Dear Book Lovers, Welcome! I am delighted that you have found The Through the Looking Glass blog. For over twenty years I reviewed children's literature titles for my online journal, which came out six times a year. Every book review written for that publication can be found on the Through the Looking Glass website (the link is below). I am now moving in a different direction, though the columns that I write are still book-centric. Instead of writing reviews, I'm offering you columns on topics that have been inspired by wonderful books that I have read. I tell you about the books in question, and describe how they have have impacted me. This may sound peculiar to some of you, but the books that I tend to choose are ones that resonate with me on some level. Therefore, when I read the last page and close the covers, I am not quite the same person that I was when first I started reading the book. The shift in my perspective might be miniscule, but it is still there. The books I am looking are both about adult and children's titles. Some of the children's titles will appeal to adults, while others will not. Some of the adult titles will appeal to younger readers, particularly those who are eager to expand their horizons.
************
Tasks to carry out |
A. According to the blog welcome letter, how often did the online journal come out?
B. Carry on the blog welcome letter from the point where it ends, keeping the same voice.
The records have nothing to do with this.
************
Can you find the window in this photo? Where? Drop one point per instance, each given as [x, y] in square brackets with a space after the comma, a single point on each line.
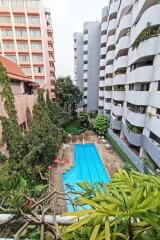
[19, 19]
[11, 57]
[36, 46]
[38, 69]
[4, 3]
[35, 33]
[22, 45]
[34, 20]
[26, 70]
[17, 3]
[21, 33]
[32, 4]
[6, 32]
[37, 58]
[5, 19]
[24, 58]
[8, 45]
************
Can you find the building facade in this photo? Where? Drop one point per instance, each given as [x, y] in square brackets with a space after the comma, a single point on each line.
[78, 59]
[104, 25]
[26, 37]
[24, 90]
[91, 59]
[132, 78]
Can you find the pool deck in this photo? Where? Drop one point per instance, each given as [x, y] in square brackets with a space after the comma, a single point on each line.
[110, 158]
************
Numbered responses |
A. Six times a year.

B.
Monday, July 15, 2013

Picture Book Monday - A Review of How to Heal a Broken Wing

For as long as I can remember I have been an animal lover. My parents, and then my husband, have had to put up with the injured birds, mice, voles, squirrels, dogs and cats that I have brought home. Many of my 'patients' didn't make it, but a few have. I will never forget how I felt when my bluebird chicks flew up to where their parents were waiting for them, and how thrilled I was when my one-eyed starling flew off to start a new life. In today's picture book we will meet some people who open their hearts to an injured bird and whose hearts, I am sure, are enriched because they did.

Bob Graham
Picture Book
For ages 5 and up
Candlewick Press, 2013, 978-0-7636-3903-7
One day high up above the city streets, a pigeon flew into a glass window and then fell to the ground below. No one saw the accident or the fall, and no one saw the pigeon lying on the cement with its eyes closed, a single feather lying beside it. People walked by the fallen bird, never looking down, until Will came along.
   The little boy saw the pigeon and realized that it was alive and injured. He picked the bird up and showed his find to mother, who was, at first, unsure of what to do. Then she took off her scarf and wrapped it around the bird and together they took the animal home.
   Will’s father did not know what to do either when he saw the bird, but when he saw his son’s concern and hope, he too took on the cause of the bird. Together Will, his mother and his father did everything they could to make their injured guest comfortable. Though they could not put the feather the bird had lost back where it belonged, they could hope that the broken wing would heal.
   This beautifully illustrated book, with its spare and meaningful text shows to great effect how powerful hope can be. We see how the little boy and his parents have the same willingness to do what they can to help another living thing that is in trouble, and how they invest time and effort on its behalf.
   This is a book that readers of all ages will appreciate.